Tareas pendientes:
#1 Actualiza el fragmento del artículo sobre los grafitis en Barcelona comprendido entre "Más de cien" y "de decoración urbana?", ambos incluidos, y cópialo sustituyendo "Italia" por "Francia".
#2 Prolonga el artículo sobre los grafitis en Barcelona a partir de su última oración.

Texto de partida:
▽

Más de cien detenidos en Barcelona por pintarrajear trenes y metros. Son miembros de una banda internacional dedicada al grafiti que han causado daños por valor de más de veinte millones de euros en los transportes públicos. Cada vez más agresivos y amenazantes, se han convertido en un peligro para los trabajadores, los vigilantes, los agentes de seguridad y los usuarios. Con el imperdonable agravante de llamar arte a lo que es terrorismo estético. Hay entre ellos asesinos de la pintura procedentes de Italia, Venezuela, Argentina y Rusia, países donde serían encarcelados. ¿Pero cómo se explica que tan grande como es el mundo hayan convertido Barcelona y Catalunya en la meca del mal gusto, elevando sus excrementos de colores a categoría de decoración urbana?
Todo comenzó, aproximadamente, cuando aquel tripartito municipal decidió que las paredes manchadas no eran suciedad, sino arte urbano. Aquella idea, plagiada de los peores suburbios de Nueva York, infectó la Barcelona del alcalde Clos. Hasta el punto que el área de cultura del Ayuntamiento montó en su sala gótica una exposición llamada “Grafitis, 6.000 anys de llenguatge marginal”. Como el acto y su lujoso catálogo a cargo del erario público indignaron a muchos comerciantes y vecinos afectados por los pintamonas, la respuesta municipal fue ofrecerles un servicio de limpieza de fachadas a 400 euros. Y mientras el concejal José Cuervo era incapaz de mantener limpias la estaciones del metro, las fachadas de Santa Maria del Mar, la Catedral, el Palau Güell y otros monumentos, el Institut de Cultura de Barcelona montó una escuela de pintores de grafitis. ¿Quién era el comisario jefe del ICUB? Nada más y nada menos que Ferran Mascarell, ahora de nuevo concejal agazapado, después de ser conseller de la Generalitat con Maragall y Mas, embajador de Puigdemont y Torra en Madrid y de cambiar de camisa y cuenta corriente ideológica en varias ocasiones.

△

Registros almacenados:
▽

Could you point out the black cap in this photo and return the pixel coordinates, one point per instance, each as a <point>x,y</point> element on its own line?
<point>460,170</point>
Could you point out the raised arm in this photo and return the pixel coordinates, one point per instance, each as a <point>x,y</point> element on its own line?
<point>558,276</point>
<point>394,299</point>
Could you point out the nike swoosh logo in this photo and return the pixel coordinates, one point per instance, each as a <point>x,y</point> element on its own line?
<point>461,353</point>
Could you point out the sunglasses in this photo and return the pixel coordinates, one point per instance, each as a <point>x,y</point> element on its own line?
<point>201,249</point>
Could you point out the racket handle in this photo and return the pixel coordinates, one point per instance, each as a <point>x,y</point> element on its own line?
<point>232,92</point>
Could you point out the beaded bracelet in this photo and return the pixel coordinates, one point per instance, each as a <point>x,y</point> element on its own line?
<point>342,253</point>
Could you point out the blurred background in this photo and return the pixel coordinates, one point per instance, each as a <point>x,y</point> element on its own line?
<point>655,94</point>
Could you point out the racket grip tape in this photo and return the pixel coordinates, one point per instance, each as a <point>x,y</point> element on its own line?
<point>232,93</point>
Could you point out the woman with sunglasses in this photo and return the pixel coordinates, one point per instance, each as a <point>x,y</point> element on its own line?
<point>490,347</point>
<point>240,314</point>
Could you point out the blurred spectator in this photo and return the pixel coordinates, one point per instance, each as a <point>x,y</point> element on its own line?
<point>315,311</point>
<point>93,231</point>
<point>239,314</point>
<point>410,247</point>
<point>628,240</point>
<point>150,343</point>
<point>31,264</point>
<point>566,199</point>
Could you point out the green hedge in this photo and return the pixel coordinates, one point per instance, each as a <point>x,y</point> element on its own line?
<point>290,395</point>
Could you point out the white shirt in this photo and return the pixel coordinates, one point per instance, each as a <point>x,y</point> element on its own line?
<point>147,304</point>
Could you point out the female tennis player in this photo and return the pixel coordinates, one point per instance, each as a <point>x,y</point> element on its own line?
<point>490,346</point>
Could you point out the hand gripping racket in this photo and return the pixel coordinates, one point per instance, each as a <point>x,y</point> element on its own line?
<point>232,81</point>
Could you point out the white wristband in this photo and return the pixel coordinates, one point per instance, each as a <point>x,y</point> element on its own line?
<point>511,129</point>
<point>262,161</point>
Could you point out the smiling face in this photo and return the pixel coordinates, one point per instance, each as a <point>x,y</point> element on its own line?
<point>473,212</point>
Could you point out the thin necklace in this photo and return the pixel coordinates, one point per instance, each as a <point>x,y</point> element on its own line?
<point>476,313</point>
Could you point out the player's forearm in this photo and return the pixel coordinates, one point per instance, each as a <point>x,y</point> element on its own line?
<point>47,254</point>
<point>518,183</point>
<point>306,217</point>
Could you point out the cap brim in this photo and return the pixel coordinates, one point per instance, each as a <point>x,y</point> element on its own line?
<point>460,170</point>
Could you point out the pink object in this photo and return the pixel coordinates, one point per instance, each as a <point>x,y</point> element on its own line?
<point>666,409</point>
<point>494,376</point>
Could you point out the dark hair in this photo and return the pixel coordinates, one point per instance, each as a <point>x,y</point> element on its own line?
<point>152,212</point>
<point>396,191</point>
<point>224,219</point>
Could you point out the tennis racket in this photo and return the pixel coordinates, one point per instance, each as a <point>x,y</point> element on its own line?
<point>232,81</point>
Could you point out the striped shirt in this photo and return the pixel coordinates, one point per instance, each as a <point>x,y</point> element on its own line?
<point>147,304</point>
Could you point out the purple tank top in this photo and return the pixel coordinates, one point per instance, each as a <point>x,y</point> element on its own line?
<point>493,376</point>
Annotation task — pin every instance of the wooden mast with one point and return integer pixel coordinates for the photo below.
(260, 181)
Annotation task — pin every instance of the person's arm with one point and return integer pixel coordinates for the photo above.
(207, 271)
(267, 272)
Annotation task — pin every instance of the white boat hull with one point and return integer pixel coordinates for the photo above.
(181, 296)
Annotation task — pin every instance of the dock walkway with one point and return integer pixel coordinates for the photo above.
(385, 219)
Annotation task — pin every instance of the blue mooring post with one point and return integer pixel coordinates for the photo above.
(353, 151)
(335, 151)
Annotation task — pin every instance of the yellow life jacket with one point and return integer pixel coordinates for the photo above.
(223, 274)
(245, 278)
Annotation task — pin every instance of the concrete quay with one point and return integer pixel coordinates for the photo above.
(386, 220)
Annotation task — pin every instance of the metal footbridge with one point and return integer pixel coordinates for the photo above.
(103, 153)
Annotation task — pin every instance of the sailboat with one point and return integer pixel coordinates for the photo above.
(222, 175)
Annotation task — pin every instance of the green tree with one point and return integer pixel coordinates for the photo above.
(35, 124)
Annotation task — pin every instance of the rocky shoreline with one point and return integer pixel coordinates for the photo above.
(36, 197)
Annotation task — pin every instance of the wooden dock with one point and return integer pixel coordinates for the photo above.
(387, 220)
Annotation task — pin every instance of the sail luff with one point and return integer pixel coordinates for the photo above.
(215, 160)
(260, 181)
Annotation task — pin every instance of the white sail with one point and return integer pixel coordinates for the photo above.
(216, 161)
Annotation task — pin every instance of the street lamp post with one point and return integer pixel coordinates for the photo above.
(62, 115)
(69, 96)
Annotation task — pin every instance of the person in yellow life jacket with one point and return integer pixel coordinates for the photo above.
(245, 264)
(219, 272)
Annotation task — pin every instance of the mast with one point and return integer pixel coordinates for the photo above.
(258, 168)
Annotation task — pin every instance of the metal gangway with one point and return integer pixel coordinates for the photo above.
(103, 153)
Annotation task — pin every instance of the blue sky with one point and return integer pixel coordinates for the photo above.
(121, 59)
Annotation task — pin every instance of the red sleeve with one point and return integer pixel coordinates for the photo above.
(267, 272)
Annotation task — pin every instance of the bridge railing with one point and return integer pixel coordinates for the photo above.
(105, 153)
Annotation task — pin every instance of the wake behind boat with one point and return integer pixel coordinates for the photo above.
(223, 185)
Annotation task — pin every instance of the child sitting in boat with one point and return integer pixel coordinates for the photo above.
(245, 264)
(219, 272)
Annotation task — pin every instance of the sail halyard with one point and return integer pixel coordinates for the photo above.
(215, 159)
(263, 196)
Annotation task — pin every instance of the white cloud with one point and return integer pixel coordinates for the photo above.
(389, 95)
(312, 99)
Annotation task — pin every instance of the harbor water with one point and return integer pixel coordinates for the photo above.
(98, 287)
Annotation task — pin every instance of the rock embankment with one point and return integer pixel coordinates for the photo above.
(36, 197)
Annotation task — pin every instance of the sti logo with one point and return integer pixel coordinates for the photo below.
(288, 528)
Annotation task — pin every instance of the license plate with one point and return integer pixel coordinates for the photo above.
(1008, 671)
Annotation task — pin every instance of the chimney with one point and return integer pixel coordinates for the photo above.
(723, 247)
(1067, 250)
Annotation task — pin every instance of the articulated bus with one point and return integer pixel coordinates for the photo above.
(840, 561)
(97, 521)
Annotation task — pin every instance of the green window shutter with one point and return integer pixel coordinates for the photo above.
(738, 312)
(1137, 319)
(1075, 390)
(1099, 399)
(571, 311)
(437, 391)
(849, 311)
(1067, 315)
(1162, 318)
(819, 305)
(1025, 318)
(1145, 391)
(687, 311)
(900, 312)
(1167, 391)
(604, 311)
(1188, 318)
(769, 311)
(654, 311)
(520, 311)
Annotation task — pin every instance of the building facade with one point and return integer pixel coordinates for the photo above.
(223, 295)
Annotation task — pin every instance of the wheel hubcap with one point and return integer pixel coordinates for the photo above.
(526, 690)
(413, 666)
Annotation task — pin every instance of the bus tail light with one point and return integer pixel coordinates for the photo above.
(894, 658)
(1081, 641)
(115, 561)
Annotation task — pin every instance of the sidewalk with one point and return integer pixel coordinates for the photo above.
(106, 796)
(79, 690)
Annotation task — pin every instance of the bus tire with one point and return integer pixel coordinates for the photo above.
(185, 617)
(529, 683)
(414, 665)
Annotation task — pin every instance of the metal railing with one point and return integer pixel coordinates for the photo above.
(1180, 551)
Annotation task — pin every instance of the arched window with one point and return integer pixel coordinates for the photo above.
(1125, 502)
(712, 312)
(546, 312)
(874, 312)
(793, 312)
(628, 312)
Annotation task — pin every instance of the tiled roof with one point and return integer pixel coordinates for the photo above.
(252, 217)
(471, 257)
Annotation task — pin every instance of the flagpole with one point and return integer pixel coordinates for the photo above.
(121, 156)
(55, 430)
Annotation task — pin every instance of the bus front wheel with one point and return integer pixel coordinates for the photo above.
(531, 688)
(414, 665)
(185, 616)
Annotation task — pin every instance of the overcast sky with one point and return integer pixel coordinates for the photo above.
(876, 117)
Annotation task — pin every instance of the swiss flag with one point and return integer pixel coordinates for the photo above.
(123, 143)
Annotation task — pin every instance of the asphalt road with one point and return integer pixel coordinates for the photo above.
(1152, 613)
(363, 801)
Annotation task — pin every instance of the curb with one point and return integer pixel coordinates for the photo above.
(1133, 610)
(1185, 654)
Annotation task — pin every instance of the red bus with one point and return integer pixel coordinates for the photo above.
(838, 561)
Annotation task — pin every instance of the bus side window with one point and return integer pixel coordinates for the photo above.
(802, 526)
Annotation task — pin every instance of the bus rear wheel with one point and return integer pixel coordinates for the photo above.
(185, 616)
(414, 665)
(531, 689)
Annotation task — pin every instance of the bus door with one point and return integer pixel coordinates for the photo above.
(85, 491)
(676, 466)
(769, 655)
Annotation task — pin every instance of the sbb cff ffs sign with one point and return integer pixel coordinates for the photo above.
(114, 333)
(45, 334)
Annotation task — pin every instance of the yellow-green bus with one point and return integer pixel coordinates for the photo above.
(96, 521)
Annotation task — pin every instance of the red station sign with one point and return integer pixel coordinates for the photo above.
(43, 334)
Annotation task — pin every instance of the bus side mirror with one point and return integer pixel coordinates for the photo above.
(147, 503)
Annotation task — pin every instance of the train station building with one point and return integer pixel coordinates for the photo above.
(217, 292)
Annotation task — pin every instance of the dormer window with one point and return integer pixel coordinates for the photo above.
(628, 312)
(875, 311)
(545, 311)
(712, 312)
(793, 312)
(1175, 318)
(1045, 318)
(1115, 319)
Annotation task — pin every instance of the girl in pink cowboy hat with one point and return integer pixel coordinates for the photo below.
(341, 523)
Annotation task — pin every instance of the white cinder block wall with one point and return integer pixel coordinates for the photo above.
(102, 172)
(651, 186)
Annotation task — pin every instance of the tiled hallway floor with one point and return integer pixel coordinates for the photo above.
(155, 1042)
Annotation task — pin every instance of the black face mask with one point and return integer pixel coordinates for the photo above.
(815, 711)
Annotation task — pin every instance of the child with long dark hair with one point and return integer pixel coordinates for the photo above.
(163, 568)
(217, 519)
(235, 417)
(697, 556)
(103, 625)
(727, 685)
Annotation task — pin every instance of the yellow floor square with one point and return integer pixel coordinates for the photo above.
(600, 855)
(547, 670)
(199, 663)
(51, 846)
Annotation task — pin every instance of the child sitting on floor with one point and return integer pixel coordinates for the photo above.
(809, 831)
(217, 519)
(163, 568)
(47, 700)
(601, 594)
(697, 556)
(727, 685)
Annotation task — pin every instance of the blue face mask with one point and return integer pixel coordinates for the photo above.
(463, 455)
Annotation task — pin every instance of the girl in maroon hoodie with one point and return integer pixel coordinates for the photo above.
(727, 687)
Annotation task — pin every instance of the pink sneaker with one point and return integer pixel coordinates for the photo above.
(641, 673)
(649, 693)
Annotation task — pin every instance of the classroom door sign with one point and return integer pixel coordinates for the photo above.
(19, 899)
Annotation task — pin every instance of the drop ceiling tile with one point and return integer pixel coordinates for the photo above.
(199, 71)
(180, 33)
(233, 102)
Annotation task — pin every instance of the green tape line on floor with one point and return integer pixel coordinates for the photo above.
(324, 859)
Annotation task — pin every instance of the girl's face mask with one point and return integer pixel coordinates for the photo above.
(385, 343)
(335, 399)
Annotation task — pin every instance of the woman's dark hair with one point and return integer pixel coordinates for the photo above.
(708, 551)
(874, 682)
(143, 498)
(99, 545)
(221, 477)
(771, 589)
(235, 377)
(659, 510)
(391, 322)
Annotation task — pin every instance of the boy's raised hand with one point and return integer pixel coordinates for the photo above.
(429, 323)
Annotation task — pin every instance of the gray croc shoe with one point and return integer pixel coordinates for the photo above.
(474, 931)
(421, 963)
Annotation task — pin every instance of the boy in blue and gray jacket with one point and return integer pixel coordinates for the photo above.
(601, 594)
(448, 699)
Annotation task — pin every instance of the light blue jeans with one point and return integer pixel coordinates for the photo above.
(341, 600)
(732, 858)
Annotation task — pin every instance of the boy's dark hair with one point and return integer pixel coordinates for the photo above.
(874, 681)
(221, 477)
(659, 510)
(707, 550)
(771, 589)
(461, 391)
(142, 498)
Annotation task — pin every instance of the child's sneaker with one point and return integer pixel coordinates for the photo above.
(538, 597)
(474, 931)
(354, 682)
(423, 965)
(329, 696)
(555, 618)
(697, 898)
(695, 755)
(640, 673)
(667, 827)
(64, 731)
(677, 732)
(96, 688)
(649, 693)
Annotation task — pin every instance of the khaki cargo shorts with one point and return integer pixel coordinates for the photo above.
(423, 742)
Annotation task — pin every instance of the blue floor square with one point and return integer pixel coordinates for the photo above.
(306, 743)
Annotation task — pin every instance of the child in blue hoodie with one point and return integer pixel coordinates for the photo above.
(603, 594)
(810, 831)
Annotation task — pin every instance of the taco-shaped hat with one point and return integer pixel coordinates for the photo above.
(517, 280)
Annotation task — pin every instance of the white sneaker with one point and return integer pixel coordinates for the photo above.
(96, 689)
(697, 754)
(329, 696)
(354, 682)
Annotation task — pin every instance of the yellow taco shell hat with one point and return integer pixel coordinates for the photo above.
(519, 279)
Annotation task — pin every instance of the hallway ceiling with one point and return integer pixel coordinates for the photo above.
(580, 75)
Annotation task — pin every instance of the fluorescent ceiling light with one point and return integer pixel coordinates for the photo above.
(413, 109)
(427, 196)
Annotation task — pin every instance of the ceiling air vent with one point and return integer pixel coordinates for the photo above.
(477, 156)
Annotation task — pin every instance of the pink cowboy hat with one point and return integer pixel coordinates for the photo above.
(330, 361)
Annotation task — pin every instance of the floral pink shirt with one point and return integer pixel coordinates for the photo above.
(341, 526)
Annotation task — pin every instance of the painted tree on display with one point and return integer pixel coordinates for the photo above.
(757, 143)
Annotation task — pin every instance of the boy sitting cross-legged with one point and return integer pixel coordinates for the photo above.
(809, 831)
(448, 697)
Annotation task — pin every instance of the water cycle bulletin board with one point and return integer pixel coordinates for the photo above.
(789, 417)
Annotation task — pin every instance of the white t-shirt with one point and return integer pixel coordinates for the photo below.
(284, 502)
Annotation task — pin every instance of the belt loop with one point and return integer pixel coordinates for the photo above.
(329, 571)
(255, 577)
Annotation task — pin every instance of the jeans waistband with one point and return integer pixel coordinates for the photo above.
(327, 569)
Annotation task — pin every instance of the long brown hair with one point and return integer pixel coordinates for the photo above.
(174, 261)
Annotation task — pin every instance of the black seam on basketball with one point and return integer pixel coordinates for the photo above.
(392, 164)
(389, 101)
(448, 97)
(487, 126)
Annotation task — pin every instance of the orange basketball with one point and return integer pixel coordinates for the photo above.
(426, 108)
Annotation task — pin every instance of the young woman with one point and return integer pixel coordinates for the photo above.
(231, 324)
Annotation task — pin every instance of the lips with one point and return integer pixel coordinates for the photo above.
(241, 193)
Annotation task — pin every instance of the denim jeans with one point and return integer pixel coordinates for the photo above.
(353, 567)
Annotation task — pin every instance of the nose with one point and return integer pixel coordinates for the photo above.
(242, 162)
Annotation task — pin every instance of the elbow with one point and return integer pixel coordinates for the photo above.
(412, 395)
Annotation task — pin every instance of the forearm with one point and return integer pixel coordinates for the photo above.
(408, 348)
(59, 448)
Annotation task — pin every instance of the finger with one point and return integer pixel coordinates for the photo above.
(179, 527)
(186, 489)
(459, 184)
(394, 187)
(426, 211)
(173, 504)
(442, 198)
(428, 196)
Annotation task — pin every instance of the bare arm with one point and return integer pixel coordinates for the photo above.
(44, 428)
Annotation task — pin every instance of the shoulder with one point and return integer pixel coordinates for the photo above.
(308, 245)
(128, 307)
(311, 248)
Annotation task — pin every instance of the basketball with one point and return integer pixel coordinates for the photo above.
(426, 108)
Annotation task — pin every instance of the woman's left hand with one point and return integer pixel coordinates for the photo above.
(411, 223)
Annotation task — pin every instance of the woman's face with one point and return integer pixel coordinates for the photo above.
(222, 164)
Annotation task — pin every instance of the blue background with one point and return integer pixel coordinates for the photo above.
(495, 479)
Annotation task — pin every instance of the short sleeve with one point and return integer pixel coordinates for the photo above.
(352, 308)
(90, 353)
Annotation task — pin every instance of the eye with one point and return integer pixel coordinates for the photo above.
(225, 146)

△

Soluciones del ejercicio:
#1
Más de cien detenidos en Barcelona por pintarrajear trenes y metros. Son miembros de una banda internacional dedicada al grafiti que han causado daños por valor de más de veinte millones de euros en los transportes públicos. Cada vez más agresivos y amenazantes, se han convertido en un peligro para los trabajadores, los vigilantes, los agentes de seguridad y los usuarios. Con el imperdonable agravante de llamar arte a lo que es terrorismo estético. Hay entre ellos asesinos de la pintura procedentes de Francia, Venezuela, Argentina y Rusia, países donde serían encarcelados. ¿Pero cómo se explica que tan grande como es el mundo hayan convertido Barcelona y Catalunya en la meca del mal gusto, elevando sus excrementos de colores a categoría de decoración urbana?

#2
Sostenía Pasqual Maragall que en Barcelona una cosa lleva a la otra. Y como Mascarell era camarada socialista del supuesto urbanista socialista Jordi Borja, a su vez maestro, protector y jefe de Ada Colau, ahora pasa lo que pasa. Por tanto, como todo queda en su casa y en sus negociados, no es raro que la alcaldesa y su tropa de artistas marginales se dediquen a embadurnar las calles de Barcelona hasta convertirlas en hazmerreír o en colorida alucinación a ojos de toda persona con un mínimo buen gusto del arte y el urbanismo. Sin embargo, como todo lo que puede empeorar degenera más de lo imaginable, tres eminencias como Colau, Janet Sanz y Laia Bonet presentan un plan para descuartizar el Eixample con unas islas repugnantes que ya han fracasado en Sant Andreu, Poble Nou y Horta. Por eso resulta extraño que, con más de cien detenidos por pintar lo que no toca, nadie del Ayuntamiento ni de la sociedad cultural y artística barcelonesa sea capaz de detener los planes de las citadas Tres Desgracias antes de que destruyan un tesoro histórico como es el Eixample de Cerdà.